→ **EXTRACT PROVIDED**
+++++
Instead of sticking my head in books, I spent time working on a logo for my alias, making sure my Soundcloud bio was perfect, and not to mention the 5 second dubstep wobble clips I sent to experienced producers.

I was that guy.

If you’re a new producer, then learning is the utmost important thing you should be focusing on. And yes, learning includes practice. Reading 100 books isn’t going to help that much if you’re not spending time in your DAW.

Visit: If you’re looking for learning materials, why not head over to the Resources page?

2. I Purchased new gear to try and improve my sound

After getting past the “I’m amazing and this is easy” stage, I slowly crept into the depression stage.

The stage where everything you make sounds bad, and you have no idea why. It’s incredibly frustrating.

The frustration slipped away for a moment when I realized that I had money in my bank account. Time for a shopping spree!

So I purchased a MIDI keyboard, a number of plugins, and some other useless stuff. What, did you think I was going to purchase monitors or quality studio headphones? Pshhh. I wasn’t that intelligent.

I did all this in hopes that the quality of my productions would improve, but of course, I had no success.

Gear is important, but it’s no magic fix

There’s no denying that a pair of monitors or studio headphones will have an impact on the quality of your music, and that a MIDI keyboard helps aid workflow and idea creation.

But what gear doesn’t give you is magic powers. It doesn’t give you skill. Skill is something you have to build through your own efforts.
+++++
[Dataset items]

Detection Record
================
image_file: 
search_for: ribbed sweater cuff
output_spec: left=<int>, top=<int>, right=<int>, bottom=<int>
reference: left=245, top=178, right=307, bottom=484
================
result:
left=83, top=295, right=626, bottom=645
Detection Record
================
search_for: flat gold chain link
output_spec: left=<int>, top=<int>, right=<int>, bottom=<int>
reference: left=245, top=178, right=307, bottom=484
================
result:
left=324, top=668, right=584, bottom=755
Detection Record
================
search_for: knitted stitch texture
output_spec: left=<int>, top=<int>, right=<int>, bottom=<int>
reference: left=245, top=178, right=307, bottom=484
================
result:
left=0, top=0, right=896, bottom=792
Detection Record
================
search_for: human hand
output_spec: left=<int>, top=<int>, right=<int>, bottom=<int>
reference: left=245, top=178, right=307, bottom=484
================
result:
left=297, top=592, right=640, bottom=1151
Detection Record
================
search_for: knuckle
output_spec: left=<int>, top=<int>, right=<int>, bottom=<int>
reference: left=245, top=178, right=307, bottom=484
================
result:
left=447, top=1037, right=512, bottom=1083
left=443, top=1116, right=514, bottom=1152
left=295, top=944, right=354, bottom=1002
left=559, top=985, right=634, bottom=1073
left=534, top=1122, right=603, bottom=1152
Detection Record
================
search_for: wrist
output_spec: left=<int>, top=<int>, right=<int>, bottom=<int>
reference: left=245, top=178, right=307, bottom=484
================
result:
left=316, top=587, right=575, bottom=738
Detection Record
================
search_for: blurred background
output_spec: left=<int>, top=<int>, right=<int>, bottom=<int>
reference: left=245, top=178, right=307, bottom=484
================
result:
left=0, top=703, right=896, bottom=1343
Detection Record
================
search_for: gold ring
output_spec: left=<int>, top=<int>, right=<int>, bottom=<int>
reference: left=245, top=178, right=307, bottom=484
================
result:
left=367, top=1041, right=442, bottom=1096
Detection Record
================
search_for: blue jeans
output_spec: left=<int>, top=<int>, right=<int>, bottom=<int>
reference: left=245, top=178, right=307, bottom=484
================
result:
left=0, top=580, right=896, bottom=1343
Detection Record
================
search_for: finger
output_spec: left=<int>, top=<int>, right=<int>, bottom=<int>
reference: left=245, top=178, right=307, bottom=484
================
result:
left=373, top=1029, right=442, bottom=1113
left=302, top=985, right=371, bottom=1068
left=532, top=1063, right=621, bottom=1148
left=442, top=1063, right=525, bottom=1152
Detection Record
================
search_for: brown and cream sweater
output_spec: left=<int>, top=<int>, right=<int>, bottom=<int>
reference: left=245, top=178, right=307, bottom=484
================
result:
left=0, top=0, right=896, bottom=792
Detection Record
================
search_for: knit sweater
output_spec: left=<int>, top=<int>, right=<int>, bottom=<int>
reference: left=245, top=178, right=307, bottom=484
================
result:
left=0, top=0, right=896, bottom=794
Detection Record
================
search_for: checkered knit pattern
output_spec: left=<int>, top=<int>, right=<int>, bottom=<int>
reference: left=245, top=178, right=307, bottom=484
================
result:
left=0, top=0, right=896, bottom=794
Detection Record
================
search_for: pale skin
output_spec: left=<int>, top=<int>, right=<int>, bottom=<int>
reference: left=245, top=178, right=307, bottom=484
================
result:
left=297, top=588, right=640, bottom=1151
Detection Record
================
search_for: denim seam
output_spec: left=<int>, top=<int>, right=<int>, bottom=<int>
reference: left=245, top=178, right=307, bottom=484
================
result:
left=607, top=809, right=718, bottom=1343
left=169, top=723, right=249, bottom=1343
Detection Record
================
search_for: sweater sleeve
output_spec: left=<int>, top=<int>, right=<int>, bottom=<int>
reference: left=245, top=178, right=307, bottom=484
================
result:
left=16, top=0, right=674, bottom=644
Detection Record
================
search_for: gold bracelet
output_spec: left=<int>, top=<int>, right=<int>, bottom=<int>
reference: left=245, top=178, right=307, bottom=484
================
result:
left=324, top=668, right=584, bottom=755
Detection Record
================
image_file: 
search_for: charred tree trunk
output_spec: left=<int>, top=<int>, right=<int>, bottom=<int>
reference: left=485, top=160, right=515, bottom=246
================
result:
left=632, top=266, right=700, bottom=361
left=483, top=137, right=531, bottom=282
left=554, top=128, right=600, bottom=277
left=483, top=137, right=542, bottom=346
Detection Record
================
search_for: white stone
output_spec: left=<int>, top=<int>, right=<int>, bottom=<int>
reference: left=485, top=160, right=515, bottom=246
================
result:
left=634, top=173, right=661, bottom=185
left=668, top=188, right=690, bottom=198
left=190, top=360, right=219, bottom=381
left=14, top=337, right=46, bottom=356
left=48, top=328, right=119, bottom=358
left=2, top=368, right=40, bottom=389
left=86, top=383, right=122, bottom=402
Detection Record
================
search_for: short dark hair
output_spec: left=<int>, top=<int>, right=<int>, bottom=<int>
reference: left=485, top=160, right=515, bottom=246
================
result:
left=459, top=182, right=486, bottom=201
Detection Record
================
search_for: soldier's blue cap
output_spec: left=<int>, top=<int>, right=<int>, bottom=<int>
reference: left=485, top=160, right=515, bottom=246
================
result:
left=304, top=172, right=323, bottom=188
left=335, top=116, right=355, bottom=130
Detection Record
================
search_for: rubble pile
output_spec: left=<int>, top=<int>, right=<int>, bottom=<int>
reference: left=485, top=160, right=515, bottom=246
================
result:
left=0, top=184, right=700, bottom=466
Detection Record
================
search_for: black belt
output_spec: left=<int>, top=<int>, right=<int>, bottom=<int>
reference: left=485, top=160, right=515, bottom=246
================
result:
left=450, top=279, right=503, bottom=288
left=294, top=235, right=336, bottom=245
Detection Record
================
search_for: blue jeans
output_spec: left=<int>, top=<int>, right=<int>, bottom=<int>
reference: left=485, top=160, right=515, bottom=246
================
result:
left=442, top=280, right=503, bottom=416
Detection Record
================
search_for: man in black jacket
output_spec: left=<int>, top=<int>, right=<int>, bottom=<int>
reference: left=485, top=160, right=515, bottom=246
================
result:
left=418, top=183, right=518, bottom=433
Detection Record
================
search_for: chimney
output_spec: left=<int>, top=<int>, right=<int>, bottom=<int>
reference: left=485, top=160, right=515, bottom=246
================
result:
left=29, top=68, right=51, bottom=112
+++++
→ **TASKS FOR THIS EXERCISE**
- A) Condense the paragraph in the music production piece that begins "There’s no denying" into a shorter version that keeps its main points.
- B) Carry on the music production piece from its last sentence.

→ **TASK RESPONSES**
- A) Monitors or studio headphones affect the quality of your music, and a MIDI keyboard aids workflow and idea creation.

- B)
Take-away: There is no easy route. There is no quick fix. Don’t waste money on useless products.

3. I tried to get signed too early

As the depression stage passes, you get this second gust of confidence and perceived skill. At least, I did.

I’d just finished two dubstep tracks (I’m not ever going to show them to you guys to avoid embarrassment), and I thought I’d try my hand at releasing on a label seeing as all my Facebook producer friends were. I felt left out.

So off I went, I sent the two tracks to all the big players as I didn’t want to waste my time with the small time labels. Oh, the arrogance.

I felt accomplished. All there was to do now was to wait for the response email stating they wanted to sign my tracks.

But it never came.

Three weeks, and it never came. My tracks just weren’t up to standard.

Take-away: Releasing on labels can be very enticing but getting denied is discouraging. Be critical and seek other’s opinions first.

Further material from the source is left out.